Things to do:
1. Set down the stretch of the actor profile below from "He made his" through "type of drama.", copying it word for word.
2. From the actor profile below, list every role Bean played with the Royal Shakespeare Company, each with the production it was in.
3. Using the actor profile below, answer these:
(a) Who directed The Field?
(b) In what year and where was the first Sharpe filmed?
(c) Where was Georgina Sutcliffe working when Bean met her?

Source extract:

========

He made his first TV forays in the likes of The Bill while honing his stage skills. Joining the Royal Shakespeare Company, he was a leather-clad biker Romeo in their 1983 production of Romeo and Juliet, played Robin Starveling in Midsummer Night’s Dream and Spencer in Fair Maid Of The West. Meanwhile, film director Derek Jarman gave him his biggest break as Ranuccio in his acclaimed movie, Caravaggio.
But his favourite film is The Field, directed by Jim Sheridan, where he played the simpleton son of the domineering landowner Bull McCabe, portrayed by the late Richard Harris.
Bean says he identified with the gritty Northern films of the Sixties, such as This Sporting Life, starring Harris. They inspired him to move into that type of drama.
So working with the Irish actor was for him a big deal. He says: ‘He was off the booze and it was quite funny, because John Hurt was in it too and also on the wagon, and they were both having cups of tea while I was on Guinness.’
Bean has also played an IRA bomber out to kill Harrison Ford (‘wonderful, mad sense of humour,’) in Patriot Games. He was Bond’s nemesis 006 in Goldeneye (‘a right laugh’); and Mellors opposite Joely Richardson in Lady
Chatterley. But he’s coy about this last experience, claiming: ‘I’m not keen on sex scenes.’
Three years ago Bean reprised the role of Sharpe for a TV movie. ‘The first one was filmed in 1992 in the Crimea and the food was like dog meat,’ he winces. ‘The last one was shot in India so, as well as Imodium, I took a box of 70 steak pies with me and Henderson’s Relish.’
This is typical, Bean would rather talk about the catering than roles he’s played. He barely recalls acting opposite Jodie Foster in Flightplan and when I ask about the film North Country, with the beautiful Charlize Theron, he says mildly: ‘It was good to play a decent bloke and she seemed nice enough.’
But the seemingly bashful actor has form as a ladies man. He’s been married four times. He lives in a lavish house in Belsize Park, North London, with his three daughters Lorna, 24, and Molly, 20, from his second marriage to actress Melanie Hill; and Evie, 13, from his third marriage to former Sharpe co-star Abigail Cruttenden,
And In Age Of Heroes, Bean acts opposite his fourth spouse Georgina Sutcliffe, whom he met when she was working behind the bar in one of his favourite haunts, Gerry’s Club in London’s Soho.

========

Raw data:

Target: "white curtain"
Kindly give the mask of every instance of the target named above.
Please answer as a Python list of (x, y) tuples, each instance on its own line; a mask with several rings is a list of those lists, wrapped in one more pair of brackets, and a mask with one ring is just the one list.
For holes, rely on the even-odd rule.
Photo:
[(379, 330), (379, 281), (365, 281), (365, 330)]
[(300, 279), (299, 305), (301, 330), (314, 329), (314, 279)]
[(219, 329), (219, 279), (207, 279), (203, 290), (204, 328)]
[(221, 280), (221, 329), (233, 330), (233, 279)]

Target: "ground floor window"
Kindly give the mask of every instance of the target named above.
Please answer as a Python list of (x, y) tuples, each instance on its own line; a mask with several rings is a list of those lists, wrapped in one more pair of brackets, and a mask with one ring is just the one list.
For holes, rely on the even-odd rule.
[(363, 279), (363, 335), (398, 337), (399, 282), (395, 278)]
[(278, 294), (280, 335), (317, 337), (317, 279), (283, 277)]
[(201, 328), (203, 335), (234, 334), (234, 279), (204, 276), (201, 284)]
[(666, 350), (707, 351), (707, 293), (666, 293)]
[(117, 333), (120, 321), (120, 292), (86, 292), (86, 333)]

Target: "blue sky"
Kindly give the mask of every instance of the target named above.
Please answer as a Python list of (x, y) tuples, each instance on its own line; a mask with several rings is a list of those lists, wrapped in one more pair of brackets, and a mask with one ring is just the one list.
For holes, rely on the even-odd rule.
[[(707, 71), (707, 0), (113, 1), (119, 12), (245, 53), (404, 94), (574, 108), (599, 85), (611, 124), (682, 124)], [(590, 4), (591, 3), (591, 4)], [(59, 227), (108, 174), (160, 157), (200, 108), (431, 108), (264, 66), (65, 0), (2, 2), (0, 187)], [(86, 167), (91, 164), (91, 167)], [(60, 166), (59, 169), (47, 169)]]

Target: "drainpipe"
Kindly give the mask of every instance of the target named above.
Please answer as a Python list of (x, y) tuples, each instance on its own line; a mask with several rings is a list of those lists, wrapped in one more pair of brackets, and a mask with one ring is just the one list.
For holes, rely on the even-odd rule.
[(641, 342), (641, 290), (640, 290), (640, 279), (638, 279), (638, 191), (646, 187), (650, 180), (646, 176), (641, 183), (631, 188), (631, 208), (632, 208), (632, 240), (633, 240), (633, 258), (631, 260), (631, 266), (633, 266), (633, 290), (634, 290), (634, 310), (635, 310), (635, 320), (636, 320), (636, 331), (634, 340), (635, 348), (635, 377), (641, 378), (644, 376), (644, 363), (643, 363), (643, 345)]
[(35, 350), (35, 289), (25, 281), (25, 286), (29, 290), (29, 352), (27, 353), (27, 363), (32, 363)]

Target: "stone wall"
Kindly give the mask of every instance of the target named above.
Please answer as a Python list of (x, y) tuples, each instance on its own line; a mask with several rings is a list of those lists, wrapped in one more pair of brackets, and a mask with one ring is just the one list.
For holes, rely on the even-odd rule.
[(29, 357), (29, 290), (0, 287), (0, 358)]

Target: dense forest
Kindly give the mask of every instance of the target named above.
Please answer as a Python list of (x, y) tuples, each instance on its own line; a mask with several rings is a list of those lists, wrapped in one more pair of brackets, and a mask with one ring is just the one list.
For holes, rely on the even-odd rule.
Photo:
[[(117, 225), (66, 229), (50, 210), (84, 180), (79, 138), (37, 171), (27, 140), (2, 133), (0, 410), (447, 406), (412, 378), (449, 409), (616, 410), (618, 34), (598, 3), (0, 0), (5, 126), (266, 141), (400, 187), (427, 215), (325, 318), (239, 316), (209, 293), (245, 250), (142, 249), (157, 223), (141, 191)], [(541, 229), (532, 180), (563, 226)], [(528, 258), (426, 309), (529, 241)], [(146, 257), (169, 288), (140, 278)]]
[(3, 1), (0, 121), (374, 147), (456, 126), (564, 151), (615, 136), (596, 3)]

========

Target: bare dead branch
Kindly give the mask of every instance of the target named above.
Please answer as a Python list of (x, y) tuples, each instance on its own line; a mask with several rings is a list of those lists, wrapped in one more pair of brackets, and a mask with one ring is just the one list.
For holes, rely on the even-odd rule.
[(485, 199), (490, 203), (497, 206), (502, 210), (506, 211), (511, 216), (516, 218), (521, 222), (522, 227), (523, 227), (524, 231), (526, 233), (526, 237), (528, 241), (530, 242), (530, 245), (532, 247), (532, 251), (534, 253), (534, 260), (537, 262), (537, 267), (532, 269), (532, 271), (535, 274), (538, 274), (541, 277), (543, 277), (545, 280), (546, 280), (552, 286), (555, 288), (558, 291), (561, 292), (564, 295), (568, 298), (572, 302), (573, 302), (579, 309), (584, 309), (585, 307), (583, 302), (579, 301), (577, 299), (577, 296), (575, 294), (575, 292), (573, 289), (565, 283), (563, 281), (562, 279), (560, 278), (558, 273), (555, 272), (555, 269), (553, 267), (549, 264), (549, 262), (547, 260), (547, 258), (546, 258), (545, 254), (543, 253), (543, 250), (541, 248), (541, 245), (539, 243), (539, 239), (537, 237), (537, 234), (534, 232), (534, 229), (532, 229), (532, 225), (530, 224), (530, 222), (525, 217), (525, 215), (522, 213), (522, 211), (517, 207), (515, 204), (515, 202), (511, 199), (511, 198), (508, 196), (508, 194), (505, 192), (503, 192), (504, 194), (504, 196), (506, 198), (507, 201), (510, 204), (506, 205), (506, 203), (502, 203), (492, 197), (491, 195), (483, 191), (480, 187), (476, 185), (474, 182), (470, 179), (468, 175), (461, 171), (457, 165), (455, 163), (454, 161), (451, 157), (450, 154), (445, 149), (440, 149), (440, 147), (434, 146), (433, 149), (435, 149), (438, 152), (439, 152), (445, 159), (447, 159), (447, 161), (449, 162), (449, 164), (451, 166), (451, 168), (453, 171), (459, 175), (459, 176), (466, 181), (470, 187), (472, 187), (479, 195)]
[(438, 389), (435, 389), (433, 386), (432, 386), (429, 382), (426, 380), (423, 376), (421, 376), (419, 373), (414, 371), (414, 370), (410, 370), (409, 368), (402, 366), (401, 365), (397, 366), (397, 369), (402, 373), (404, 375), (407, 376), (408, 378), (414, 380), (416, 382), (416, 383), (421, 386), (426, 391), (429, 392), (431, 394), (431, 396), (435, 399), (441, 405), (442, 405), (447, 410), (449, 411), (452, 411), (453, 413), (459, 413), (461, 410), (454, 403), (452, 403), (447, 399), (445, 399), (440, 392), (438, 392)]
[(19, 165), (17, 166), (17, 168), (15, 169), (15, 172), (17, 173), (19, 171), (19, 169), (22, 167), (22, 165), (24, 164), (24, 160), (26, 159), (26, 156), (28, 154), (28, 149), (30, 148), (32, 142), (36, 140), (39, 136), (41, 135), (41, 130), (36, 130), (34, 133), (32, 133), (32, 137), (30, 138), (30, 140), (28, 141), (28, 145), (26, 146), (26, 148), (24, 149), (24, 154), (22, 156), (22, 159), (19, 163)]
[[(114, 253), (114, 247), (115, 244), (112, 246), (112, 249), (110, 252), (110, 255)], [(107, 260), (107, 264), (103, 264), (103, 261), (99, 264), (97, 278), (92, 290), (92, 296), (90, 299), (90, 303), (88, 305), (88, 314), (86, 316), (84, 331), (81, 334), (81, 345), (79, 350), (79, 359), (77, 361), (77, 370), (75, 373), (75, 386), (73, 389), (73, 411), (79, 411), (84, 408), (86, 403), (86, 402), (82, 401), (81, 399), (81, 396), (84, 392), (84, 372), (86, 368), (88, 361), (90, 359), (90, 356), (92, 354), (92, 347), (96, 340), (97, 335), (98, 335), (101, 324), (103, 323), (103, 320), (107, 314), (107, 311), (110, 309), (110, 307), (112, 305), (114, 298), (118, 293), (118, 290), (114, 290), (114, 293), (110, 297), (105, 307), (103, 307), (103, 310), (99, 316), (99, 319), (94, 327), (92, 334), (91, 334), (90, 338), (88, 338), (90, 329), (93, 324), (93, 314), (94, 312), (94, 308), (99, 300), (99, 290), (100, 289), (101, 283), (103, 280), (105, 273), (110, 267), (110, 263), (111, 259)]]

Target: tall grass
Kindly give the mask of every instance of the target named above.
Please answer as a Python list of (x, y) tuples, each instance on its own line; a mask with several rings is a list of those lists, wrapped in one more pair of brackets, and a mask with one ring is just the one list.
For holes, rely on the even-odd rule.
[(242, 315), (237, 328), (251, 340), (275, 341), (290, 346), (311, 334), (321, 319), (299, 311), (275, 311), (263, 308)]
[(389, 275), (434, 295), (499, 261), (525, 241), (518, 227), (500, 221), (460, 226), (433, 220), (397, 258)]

========

Task responses:
1.
He made his first TV forays in the likes of The Bill while honing his stage skills. Joining the Royal Shakespeare Company, he was a leather-clad biker Romeo in their 1983 production of Romeo and Juliet, played Robin Starveling in Midsummer Night’s Dream and Spencer in Fair Maid Of The West. Meanwhile, film director Derek Jarman gave him his biggest break as Ranuccio in his acclaimed movie, Caravaggio.
But his favourite film is The Field, directed by Jim Sheridan, where he played the simpleton son of the domineering landowner Bull McCabe, portrayed by the late Richard Harris.
Bean says he identified with the gritty Northern films of the Sixties, such as This Sporting Life, starring Harris. They inspired him to move into that type of drama.

2.
- Romeo, in Romeo and Juliet (1983)
- Robin Starveling, in Midsummer Night's Dream
- Spencer, in Fair Maid Of The West

3.
(a) Jim Sheridan
(b) In 1992, in the Crimea
(c) Behind the bar at Gerry's Club in London's Soho